Output the data in full and exactly as presented.

==*==

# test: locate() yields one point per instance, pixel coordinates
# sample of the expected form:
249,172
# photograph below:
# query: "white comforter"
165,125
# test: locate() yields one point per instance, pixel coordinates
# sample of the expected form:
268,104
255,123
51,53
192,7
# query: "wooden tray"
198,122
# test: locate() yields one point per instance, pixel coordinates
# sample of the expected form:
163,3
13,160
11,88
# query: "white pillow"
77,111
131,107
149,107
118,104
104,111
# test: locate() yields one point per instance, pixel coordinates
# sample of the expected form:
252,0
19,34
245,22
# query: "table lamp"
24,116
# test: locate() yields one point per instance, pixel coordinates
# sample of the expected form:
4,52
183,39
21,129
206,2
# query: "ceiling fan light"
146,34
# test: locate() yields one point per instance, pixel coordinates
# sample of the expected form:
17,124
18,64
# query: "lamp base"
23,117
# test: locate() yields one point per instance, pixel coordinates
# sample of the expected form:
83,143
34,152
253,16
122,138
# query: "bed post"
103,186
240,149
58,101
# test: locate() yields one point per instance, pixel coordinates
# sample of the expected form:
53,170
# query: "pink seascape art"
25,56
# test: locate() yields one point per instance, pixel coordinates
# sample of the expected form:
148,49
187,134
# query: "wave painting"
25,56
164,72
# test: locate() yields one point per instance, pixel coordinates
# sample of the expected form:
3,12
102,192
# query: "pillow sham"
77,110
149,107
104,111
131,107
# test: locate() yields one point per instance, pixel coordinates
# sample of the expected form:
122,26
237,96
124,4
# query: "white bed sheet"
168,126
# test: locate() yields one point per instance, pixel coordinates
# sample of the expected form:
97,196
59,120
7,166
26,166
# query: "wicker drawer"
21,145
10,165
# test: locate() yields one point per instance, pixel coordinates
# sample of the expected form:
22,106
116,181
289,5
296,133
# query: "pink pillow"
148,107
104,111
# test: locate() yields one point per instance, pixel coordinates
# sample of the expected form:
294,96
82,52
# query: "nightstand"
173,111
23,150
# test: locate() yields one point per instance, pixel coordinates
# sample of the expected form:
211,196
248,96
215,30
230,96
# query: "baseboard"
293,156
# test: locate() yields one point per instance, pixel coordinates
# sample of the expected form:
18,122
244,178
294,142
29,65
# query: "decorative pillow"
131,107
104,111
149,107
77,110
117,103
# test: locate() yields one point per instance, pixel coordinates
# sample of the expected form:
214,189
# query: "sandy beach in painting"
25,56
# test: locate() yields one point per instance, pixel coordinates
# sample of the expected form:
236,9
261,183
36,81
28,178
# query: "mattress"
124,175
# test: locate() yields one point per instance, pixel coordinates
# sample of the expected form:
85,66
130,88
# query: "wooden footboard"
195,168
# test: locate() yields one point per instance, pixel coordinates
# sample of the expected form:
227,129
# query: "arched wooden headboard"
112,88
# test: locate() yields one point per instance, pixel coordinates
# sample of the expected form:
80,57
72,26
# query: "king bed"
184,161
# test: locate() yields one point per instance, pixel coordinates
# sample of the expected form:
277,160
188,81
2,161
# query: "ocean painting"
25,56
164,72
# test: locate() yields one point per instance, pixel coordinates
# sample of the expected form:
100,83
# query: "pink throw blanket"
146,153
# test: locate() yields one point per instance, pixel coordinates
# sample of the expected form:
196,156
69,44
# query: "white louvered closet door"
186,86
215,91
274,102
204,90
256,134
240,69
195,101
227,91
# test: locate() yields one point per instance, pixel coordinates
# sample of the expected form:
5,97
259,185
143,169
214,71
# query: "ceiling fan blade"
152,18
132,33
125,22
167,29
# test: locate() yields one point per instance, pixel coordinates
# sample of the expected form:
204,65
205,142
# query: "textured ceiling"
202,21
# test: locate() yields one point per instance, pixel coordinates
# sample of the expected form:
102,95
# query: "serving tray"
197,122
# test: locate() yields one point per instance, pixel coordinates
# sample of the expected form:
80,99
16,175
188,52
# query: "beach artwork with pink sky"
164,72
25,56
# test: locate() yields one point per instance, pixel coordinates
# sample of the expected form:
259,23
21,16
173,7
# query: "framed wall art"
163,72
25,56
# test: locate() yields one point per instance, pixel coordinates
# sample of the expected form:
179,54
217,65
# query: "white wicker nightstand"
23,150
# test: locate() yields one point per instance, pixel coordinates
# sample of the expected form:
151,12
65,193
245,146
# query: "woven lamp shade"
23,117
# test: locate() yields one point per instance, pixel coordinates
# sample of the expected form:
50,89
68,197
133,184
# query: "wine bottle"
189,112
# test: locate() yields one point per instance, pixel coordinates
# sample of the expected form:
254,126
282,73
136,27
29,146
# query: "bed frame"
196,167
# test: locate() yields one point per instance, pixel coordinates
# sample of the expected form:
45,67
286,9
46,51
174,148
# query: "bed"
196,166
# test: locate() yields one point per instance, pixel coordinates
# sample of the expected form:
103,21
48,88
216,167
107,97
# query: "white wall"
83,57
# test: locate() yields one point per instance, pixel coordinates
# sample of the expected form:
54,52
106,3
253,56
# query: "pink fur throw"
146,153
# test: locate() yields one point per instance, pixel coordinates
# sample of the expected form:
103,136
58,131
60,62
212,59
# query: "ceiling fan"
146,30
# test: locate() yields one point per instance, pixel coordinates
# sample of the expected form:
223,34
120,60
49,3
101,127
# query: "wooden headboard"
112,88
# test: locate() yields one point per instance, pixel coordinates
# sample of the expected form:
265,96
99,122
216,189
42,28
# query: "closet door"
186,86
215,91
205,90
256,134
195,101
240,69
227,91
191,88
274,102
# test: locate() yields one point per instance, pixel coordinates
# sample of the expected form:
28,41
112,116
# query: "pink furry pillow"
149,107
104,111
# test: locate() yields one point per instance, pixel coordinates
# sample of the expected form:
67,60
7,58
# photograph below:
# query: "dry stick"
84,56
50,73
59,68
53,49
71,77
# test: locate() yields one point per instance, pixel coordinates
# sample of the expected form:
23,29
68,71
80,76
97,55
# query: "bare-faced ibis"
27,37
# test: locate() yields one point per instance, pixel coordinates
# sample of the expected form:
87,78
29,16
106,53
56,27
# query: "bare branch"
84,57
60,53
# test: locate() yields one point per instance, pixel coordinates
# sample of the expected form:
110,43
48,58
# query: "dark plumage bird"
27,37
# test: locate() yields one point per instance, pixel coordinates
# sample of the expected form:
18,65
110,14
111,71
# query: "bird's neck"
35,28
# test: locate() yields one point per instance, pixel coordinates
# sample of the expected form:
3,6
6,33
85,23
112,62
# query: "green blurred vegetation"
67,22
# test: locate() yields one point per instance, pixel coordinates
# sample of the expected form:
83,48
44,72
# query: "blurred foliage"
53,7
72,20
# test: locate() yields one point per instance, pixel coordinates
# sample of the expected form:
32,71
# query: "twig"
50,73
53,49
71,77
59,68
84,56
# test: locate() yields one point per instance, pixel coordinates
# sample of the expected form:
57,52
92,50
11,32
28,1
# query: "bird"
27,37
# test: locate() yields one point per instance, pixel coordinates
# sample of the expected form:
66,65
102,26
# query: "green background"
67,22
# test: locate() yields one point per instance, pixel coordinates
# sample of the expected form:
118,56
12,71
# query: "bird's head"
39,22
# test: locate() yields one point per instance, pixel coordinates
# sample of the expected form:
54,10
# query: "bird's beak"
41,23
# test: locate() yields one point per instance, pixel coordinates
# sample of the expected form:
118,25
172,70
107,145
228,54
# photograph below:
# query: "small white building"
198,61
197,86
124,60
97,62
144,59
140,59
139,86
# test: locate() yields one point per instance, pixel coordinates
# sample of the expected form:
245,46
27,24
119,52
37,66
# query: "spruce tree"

==*==

▶ SOLUTION TO THIS TASK
# test: locate() yields one point per instance, pixel coordinates
# sample of the expected form:
249,172
# photograph below:
# query: "white comforter"
165,125
# test: locate() yields one point per instance, pixel coordinates
# sample of the expected form:
268,104
255,123
51,53
192,7
# query: "wooden tray"
198,122
# test: locate() yields one point per instance, pixel coordinates
# sample of the expected form:
163,3
13,160
11,88
# query: "white pillow"
77,111
131,107
149,107
118,104
104,111
# test: locate() yields one point per instance, pixel coordinates
# sample of the expected form:
252,0
19,34
245,22
# query: "table lamp"
24,116
# test: locate() yields one point per instance, pixel coordinates
# sample of the expected form:
4,52
183,39
21,129
206,2
# query: "ceiling fan light"
146,34
# test: locate() yields one point per instance, pixel coordinates
# sample of the expected form:
17,124
18,64
# query: "lamp base"
23,117
# test: locate() yields one point per instance, pixel coordinates
# sample of the expected form:
83,143
34,152
253,16
122,138
# query: "bed post"
103,186
240,149
58,101
# test: locate() yields one point per instance, pixel coordinates
# sample of the expected form:
53,170
# query: "pink seascape art"
25,56
# test: locate() yields one point per instance, pixel coordinates
# sample of the expected form:
148,49
187,134
# query: "wave painting"
25,56
164,72
# test: locate() yields one point per instance, pixel coordinates
# sample of the expected form:
3,12
102,192
# query: "pillow sham"
77,110
149,107
104,111
131,107
# test: locate() yields one point per instance, pixel coordinates
# sample of the expected form:
122,26
237,96
124,4
# query: "white bed sheet"
168,126
# test: locate() yields one point per instance, pixel coordinates
# sample of the expected form:
97,196
59,120
7,166
26,166
# query: "wicker drawer"
21,145
10,165
# test: locate() yields one point per instance, pixel coordinates
# sample of the expected form:
22,106
116,181
289,5
296,133
# query: "pink pillow"
148,107
104,111
# test: locate() yields one point per instance, pixel coordinates
# sample of the expected form:
294,96
82,52
# query: "nightstand"
173,111
23,150
# test: locate() yields one point per instance, pixel coordinates
# sample of the expected form:
211,196
248,96
215,30
230,96
# query: "baseboard"
293,156
# test: locate() yields one point per instance, pixel coordinates
# sample of the expected form:
18,122
244,178
294,142
29,65
# query: "decorative pillow"
131,107
104,111
149,107
77,110
117,103
# test: locate() yields one point per instance, pixel coordinates
# sample of the expected form:
214,189
# query: "sandy beach in painting"
25,56
# test: locate() yields one point per instance, pixel coordinates
# sample of the expected form:
236,9
261,183
36,81
28,178
# query: "mattress"
124,175
# test: locate() yields one point per instance, pixel coordinates
# sample of the expected form:
85,66
130,88
# query: "wooden footboard"
195,168
# test: locate() yields one point per instance, pixel coordinates
# sample of the expected form:
227,129
# query: "arched wooden headboard"
112,88
# test: locate() yields one point per instance, pixel coordinates
# sample of the expected form:
80,57
72,26
# query: "king bed"
184,161
# test: locate() yields one point per instance, pixel coordinates
# sample of the expected form:
277,160
188,81
2,161
# query: "ocean painting"
25,56
164,72
# test: locate() yields one point per instance, pixel coordinates
# sample of the expected form:
100,83
# query: "pink throw blanket"
146,153
# test: locate() yields one point per instance, pixel coordinates
# sample of the expected form:
196,156
69,44
# query: "white louvered closet door"
186,86
215,91
274,102
204,90
256,134
240,69
195,101
227,91
# test: locate() yields one point per instance, pixel coordinates
# sample of the expected form:
5,97
259,185
143,169
214,71
# query: "ceiling fan blade"
152,18
132,33
125,22
167,29
# test: locate() yields one point per instance, pixel coordinates
# sample of the expected form:
204,65
205,142
# query: "textured ceiling"
202,21
# test: locate() yields one point per instance, pixel coordinates
# sample of the expected form:
102,95
# query: "serving tray"
197,122
# test: locate() yields one point per instance, pixel coordinates
# sample of the expected form:
80,99
16,175
188,52
# query: "beach artwork with pink sky"
164,72
25,56
# test: locate() yields one point per instance, pixel coordinates
# sample of the expected form:
259,23
21,16
173,7
# query: "framed wall art"
163,72
25,56
# test: locate() yields one point per instance, pixel coordinates
# sample of the expected form:
179,54
217,65
# query: "white wicker nightstand"
23,150
# test: locate() yields one point per instance, pixel coordinates
# sample of the expected form:
151,12
65,193
245,146
# query: "woven lamp shade"
23,117
# test: locate() yields one point per instance, pixel coordinates
# sample of the expected form:
50,89
68,197
133,184
# query: "wine bottle"
189,112
# test: locate() yields one point per instance, pixel coordinates
# sample of the expected form:
254,126
282,73
136,27
29,146
# query: "bed frame"
196,167
# test: locate() yields one point per instance, pixel coordinates
# sample of the expected form:
45,67
286,9
46,51
174,148
# query: "bed"
196,166
# test: locate() yields one point per instance, pixel coordinates
# sample of the expected form:
103,21
48,88
216,167
107,97
# query: "white wall"
83,57
# test: locate() yields one point per instance, pixel coordinates
# sample of the expected form:
54,52
106,3
253,56
# query: "pink fur throw"
146,153
# test: locate() yields one point per instance, pixel coordinates
# sample of the expected form:
103,136
58,131
60,62
212,59
# query: "ceiling fan"
146,30
# test: locate() yields one point per instance, pixel coordinates
# sample of the expected form:
223,34
120,60
49,3
101,127
# query: "wooden headboard"
112,88
# test: locate() yields one point per instance, pixel coordinates
# sample of the expected form:
265,96
99,122
216,189
42,28
# query: "closet door"
186,86
215,91
205,90
256,134
195,101
240,69
227,91
191,88
274,102
# test: locate() yields one point per instance, pixel coordinates
# sample of the expected form:
28,41
112,116
# query: "pink furry pillow"
149,107
104,111
# test: locate() yields one point per instance, pixel coordinates
# sample of the expected form:
67,60
7,58
# photograph below:
# query: "dry stick"
84,56
50,73
59,68
53,49
71,77
# test: locate() yields one point per instance, pixel coordinates
# sample of the expected form:
23,29
68,71
80,76
97,55
# query: "bare-faced ibis"
27,37
# test: locate() yields one point per instance, pixel coordinates
# sample of the expected form:
87,78
29,16
106,53
56,27
# query: "bare branch"
84,57
60,53
# test: locate() yields one point per instance, pixel coordinates
# sample of the expected form:
110,43
48,58
# query: "dark plumage bird"
27,37
# test: locate() yields one point per instance, pixel coordinates
# sample of the expected form:
18,65
110,14
111,71
# query: "bird's neck"
35,28
# test: locate() yields one point per instance, pixel coordinates
# sample of the expected form:
3,6
6,33
85,23
112,62
# query: "green blurred vegetation"
67,22
# test: locate() yields one point per instance, pixel coordinates
# sample of the expected form:
83,48
44,72
# query: "blurred foliage"
53,7
72,20
# test: locate() yields one point per instance, pixel coordinates
# sample of the expected form:
32,71
# query: "twig"
50,73
53,49
71,77
59,68
84,56
# test: locate() yields one point per instance, pixel coordinates
# sample of the expected form:
57,52
92,50
11,32
28,1
# query: "bird"
27,37
# test: locate() yields one point per instance, pixel coordinates
# sample of the expected form:
66,65
102,26
# query: "green background"
67,22
# test: locate() yields one point per instance, pixel coordinates
# sample of the expected form:
118,56
12,71
# query: "bird's head"
39,22
# test: locate() yields one point per instance, pixel coordinates
# sample of the expected form:
54,10
# query: "bird's beak"
41,23
# test: locate() yields one point per instance, pixel coordinates
# sample of the expected form:
118,25
172,70
107,145
228,54
# photograph below:
# query: "small white building"
198,61
197,86
124,60
97,62
144,59
140,59
139,86
# test: locate() yields one point per instance, pixel coordinates
# sample of the expected form:
245,46
27,24
119,52
37,66
# query: "spruce tree"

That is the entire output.